--- DIRECTIONS FOR THIS TASK ---
What is the number of lines in the following data that contain "black"? Answer with the number alone.

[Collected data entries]
───

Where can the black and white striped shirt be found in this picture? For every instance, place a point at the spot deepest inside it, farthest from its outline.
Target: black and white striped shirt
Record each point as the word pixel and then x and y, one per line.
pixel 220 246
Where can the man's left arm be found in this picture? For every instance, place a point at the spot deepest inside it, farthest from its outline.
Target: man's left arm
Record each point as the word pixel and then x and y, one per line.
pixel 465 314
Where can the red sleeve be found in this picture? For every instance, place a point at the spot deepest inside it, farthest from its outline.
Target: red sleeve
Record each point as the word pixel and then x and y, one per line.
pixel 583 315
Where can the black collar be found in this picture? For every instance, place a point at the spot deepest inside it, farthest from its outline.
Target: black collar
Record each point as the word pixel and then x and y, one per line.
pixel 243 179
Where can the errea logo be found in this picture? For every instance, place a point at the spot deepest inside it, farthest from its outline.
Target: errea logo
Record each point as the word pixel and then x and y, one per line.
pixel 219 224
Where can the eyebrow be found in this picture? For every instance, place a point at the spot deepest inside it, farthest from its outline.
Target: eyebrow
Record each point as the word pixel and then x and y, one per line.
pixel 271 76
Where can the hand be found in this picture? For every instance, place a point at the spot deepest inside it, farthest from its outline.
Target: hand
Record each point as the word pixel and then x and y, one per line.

───

--- RESULT BELOW ---
4